May 21, 2012 AT 8:36 am

Leap Motion Announces New Rival to the Kinect

Well, this is interesting. A startup called Leap Motion has announced a new gestural controller which they claim is more accurate than the Kinect, and sells at an even lower price point ($70!). From Edgadget:

It’s about the size of a pack of gum, and once connected to your computer via USB, it creates a four-cubic-foot virtual workspace. Within that area, it tracks all ten of your fingers simultaneously to within 1/100 of a millimeter — that level of accuracy allows for rudimentary gestures like pinch-to-zoom and more complex actions like manipulating 3D-rendered objects. Naturally, the company isn’t telling much about the black magic making it happen, but Leap Motion claims that its software can be embedded in almost anything with an onboard computer, from phones to refrigerators. Users can customize it to suit their needs with custom gestures and sensitivity settings, in addition to chaining multiple Leap devices together to create a larger workspace. Plus, Leap Motion has created an SDK for devs to create Leap-compatible applications and an app discovery platform to distribute them to others. That means the Leap can work in a variety of use cases, from simply navigating your desktop to gaming and computer-aided design. The best part? Leap brings you this next-gen UX for a mere $69.99, and a select few can pre-order them now, with the full roll-out coming this winter. Full details follow in the PR below, and you can see the Leap in action in the videos after the break.

> **STATED GOAL 1**
Translate this sentence from the Leap Motion article into Spanish: "It’s about the size of a pack of gum, and once connected to your computer via USB, it creates a four-cubic-foot virtual workspace."
> **STATED GOAL 2**
According to the Leap Motion article, how many fingers does the device track at the same time?
Rely only on the Leap Motion article for the work here.

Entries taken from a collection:

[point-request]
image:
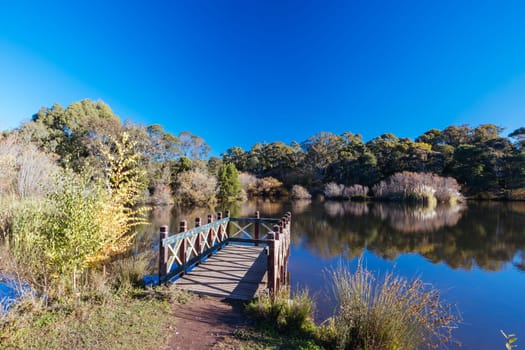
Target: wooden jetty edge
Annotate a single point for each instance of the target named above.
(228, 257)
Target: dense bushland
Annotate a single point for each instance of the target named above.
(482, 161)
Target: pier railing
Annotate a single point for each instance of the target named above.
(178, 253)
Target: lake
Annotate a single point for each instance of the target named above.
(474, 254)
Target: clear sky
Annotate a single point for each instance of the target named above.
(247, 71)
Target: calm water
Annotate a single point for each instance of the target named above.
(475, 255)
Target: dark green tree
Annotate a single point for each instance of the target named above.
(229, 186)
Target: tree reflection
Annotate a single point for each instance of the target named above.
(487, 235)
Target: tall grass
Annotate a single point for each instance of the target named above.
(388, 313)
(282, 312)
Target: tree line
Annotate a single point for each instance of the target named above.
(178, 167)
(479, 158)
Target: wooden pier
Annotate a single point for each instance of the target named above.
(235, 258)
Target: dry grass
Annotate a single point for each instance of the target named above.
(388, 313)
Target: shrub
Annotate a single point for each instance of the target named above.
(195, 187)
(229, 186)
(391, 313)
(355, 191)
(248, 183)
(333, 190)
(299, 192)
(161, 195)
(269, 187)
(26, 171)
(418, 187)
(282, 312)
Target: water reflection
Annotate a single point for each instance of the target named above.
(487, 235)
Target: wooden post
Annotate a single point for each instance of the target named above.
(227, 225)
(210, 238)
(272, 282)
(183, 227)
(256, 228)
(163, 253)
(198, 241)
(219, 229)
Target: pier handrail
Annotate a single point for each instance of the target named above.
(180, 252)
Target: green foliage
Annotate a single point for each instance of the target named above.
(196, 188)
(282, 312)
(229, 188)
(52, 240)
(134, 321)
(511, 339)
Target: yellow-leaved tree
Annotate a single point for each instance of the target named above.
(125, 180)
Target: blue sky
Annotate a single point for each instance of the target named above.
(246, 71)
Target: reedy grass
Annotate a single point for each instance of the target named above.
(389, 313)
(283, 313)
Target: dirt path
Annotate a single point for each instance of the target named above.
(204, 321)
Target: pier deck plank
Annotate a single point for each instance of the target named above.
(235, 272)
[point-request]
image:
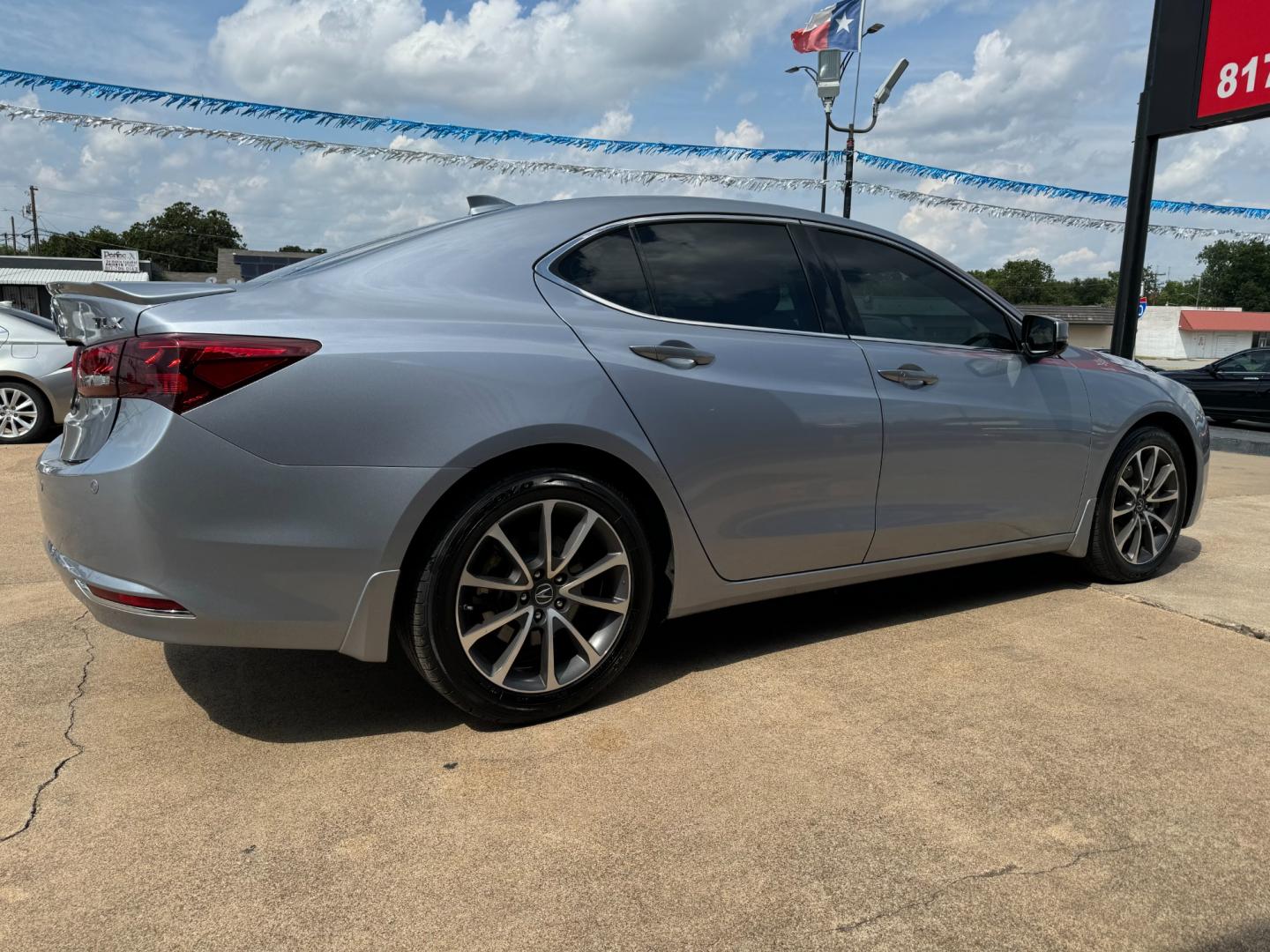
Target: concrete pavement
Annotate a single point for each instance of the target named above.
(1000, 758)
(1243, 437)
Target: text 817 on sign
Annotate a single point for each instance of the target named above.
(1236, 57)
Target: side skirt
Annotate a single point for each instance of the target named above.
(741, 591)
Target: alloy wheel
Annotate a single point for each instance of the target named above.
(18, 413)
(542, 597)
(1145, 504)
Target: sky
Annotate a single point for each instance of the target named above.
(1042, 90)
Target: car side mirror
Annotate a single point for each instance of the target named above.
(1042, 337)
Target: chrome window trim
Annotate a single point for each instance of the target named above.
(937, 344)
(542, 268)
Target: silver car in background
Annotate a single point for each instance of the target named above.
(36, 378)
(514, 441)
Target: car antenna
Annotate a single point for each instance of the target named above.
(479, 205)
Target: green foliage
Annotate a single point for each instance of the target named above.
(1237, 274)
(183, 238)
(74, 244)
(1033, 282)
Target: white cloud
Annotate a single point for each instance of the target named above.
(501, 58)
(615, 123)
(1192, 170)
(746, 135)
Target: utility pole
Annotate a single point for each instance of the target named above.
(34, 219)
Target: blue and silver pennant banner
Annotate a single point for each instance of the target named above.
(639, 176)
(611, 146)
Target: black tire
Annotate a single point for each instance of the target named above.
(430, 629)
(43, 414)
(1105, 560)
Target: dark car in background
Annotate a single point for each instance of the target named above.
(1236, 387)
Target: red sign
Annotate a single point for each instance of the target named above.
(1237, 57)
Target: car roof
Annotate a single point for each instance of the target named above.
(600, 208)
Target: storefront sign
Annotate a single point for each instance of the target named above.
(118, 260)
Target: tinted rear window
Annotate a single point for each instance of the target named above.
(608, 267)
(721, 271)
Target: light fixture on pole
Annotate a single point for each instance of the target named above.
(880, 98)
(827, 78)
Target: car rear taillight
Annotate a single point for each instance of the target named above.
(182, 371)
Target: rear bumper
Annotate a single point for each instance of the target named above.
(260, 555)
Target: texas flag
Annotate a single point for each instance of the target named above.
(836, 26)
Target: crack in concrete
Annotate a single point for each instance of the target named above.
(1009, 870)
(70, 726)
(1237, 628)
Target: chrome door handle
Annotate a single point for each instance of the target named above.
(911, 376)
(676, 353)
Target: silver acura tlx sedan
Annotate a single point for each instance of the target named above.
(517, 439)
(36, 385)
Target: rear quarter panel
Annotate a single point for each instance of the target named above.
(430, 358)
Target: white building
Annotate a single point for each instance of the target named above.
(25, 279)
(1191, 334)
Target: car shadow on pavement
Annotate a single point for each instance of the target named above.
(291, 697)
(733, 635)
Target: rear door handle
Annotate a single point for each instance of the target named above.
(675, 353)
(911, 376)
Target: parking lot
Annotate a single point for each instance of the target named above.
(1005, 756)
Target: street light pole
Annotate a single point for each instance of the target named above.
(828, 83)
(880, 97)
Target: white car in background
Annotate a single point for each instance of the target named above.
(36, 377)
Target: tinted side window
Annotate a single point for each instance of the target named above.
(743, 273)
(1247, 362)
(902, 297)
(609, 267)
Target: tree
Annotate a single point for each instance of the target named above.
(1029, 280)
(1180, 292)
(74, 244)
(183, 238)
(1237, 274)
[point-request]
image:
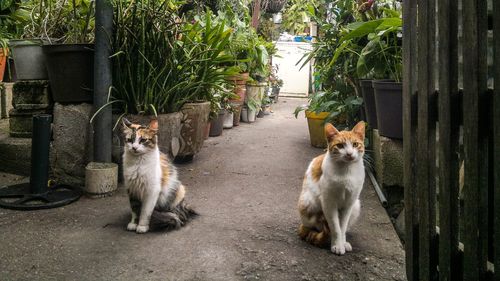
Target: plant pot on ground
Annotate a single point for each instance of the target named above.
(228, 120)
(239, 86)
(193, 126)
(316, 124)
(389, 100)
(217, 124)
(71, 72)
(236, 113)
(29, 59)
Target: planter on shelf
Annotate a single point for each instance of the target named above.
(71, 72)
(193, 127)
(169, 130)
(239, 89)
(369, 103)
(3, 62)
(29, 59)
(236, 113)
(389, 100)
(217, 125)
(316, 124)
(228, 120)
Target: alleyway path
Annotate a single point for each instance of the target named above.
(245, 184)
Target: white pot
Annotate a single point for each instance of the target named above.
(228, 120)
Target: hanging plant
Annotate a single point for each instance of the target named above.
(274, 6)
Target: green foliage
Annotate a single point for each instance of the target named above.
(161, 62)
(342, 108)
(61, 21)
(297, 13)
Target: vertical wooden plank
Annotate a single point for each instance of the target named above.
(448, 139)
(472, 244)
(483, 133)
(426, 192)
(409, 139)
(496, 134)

> **WRITTEN SOLUTION 1**
Tiene aproximadamente el tamaño de un paquete de chicles y, una vez conectado a tu computadora por USB, crea un espacio de trabajo virtual de cuatro pies cúbicos.

> **WRITTEN SOLUTION 2**
It tracks all ten fingers simultaneously.